**SELECTION:**
For its part, the FARC continued to flagrantly violate the laws of war. In February, FARC militants seized, then executed three Americans who had visited the U'wa indigenous group in northeastern Colombia. Apparently in order to mislead investigators, guerrillas took Terence Freitas, Ingrid Washinawatok, and Lahe'ena'e Gay into Venezuela, where they executed the three. After admitting its role, the FARC claimed that it would subject those responsible to trial, a development Human Rights Watch protested since the guerrillas could not guarantee a fair trial.

Subsequently, the FARC announced that the guerrilla who they claimed commanded the unit that carried out the executions might be punished. However, transcripts of FARC radio conversations allegedly recorded by the Colombian army and released to the press suggested that the murders had not been carried out by low-ranking guerrillas, but had been ordered by Germán Briceño Suárez, a top FARC commander who used the alias "Grannobles" and remained in his post. In September, army troops claimed to have killed in combat two of the guerrillas believed responsible for the Americans' death.

The FARC appeared disinterested in peace, and suspended talks repeatedly into the latter part of the year. Meanwhile, in the area ceded to them by the government, the FARC carried out extrajudicial executions of at least eleven civilians they suspected of various crimes. Repeatedly in 1999, the FARC used gas cylinders as bombs, weapons that were impossible to aim properly and often caused civilian casualties.

The National Liberation Army-Camilist Union (Unión Camilista-Ejército de Liberación Nacional, UC-ELN) also continued to commit serious laws of war violations. On October 18, 1998, just after midnight, militants bombed the pipeline of Oleoducto Central, S.A., near Machuca, Antioquia. According to official investigations, the resulting spilled oil and the gases took six minutes to descend a slope, cross the Pocuné River, and reach the population on the opposite bank. There, many residents depended on open flames for light and cooking,. The mixture ignited, engulfing sixty-four dwellings and the sleeping families inside them. Seventy-three people, among them thirty-six children, ultimately perished. Some of the dead could be identified only through dental records, since their bodies were completely burned. An additional sixty-four people were seriously wounded.

Weeks after the spill, the UC-ELN admitted its responsibility via a press interview with leader Nicolás Bautista, who claimed without providing evidence that the UC-ELN had investigated the case and "punished" those responsible. However, several months later, UC-ELN leader Antonio García claimed it was sufficient to simply "acknowledge" the error and insist that units be more careful.

In 1999, the group continued to bomb pipelines near civilian dwellings. In May, the attorney general's office issued an arrest warrant for UC-ELN commander Luis Guillermo Roldán Posada as the alleged leader of the unit that carried out the Machuca attack.

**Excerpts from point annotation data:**

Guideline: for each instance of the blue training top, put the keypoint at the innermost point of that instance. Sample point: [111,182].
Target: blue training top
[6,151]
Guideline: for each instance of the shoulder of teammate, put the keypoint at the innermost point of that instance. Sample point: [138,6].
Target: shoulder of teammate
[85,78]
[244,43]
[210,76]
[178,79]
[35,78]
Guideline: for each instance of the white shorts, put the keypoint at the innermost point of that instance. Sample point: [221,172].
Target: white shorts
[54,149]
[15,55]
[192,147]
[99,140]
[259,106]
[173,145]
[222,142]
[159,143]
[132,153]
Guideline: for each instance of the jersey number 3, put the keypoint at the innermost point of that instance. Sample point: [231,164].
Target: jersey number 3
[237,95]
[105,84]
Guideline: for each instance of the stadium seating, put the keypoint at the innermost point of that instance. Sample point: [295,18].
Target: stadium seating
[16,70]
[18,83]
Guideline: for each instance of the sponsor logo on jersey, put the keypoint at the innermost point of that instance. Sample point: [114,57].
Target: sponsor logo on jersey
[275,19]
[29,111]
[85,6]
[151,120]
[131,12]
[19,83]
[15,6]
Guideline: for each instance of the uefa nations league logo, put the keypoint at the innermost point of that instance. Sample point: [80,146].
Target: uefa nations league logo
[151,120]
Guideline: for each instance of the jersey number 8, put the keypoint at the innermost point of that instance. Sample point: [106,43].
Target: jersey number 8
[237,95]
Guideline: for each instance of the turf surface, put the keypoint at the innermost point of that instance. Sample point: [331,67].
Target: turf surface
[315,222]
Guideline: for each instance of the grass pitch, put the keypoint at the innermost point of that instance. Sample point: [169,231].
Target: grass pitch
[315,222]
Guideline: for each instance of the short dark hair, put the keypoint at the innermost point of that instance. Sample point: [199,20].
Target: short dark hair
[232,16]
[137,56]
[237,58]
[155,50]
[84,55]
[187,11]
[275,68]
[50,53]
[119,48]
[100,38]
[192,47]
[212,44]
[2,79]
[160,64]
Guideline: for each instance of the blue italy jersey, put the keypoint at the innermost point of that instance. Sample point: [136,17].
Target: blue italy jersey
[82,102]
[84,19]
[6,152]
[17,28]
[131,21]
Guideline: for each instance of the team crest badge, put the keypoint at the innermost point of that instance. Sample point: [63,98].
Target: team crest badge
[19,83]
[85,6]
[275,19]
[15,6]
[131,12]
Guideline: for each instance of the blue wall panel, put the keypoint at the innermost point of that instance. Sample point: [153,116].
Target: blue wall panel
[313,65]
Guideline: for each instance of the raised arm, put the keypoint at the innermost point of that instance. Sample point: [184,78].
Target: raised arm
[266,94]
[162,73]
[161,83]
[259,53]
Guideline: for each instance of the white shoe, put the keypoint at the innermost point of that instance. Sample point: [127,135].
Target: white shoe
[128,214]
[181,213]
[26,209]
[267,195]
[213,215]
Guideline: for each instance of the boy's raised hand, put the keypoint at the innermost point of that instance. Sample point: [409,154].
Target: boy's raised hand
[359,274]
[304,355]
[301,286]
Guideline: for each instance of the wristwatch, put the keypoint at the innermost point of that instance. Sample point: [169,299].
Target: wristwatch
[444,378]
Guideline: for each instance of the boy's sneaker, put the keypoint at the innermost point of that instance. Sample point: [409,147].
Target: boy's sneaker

**EXERCISE AIM:** Continue the passage above on guerrilla abuses in Colombia, starting after its last sentence.

**OUTPUT BELOW:**
In failed negotiations with the government in 1998, the UC-ELN made several pronouncements on the laws of war that served mainly to underscore how little the group respected them. On the subject of hostage-taking, for instance, the UC-ELN committed itself to cease kidnapping civilians-already outlawed under any circumstances-only if its economic needs could be satisfied "by other means," and claimed that it would exempt the elderly, pregnant women, and children.

Within the year, however, the group violated even this meager pledge, sometimes in spectacular fashion. On April 12, the group abducted forty-one passengers and crew members of an Avianca airline flight, pioneering the tactic of the mass kidnapping of civilians in Colombia. A month later, the UC-ELN seized over 140 churchgoers from a Cali church. Pursued by the authorities, the UC-ELN released some eighty captives, but kept at least two children and hostages they hoped would pay high ransoms. A bodyguard of one parishioner was shot and killed when he resisted abduction.

Months later, the UC-ELN apologized not for the Cali kidnapping itself, but for failing to wait until mass was concluded to carry it out. In April, May, and June alone, police estimated that the UC-ELN increased its pace of kidnapping by 217 percent, having abducted 463 people by the end of the period.

One result of human rights and international humanitarian law violations continued to be mass displacement. According to the Displaced Person Support Group (Grupo de Apoyo a Desplazados, GAD), an alliance of human rights, religious, and aid organizations, an estimated 1.5 million Colombians had been displaced by political violence since 1985. In a 1999 report, the Consultancy for Human Rights and the Displaced (Consultoría para los Derechos Humanos y el Desplazamiento, CODHES), a group that studied forced displacement, found that displacement reached its highest level ever in 1998; an estimated 308,000 Colombians were forced to flee, an increase of 20 percent over the previous year. For every political killing in 1998, according to CODHES, an estimated seventy-eight people fled.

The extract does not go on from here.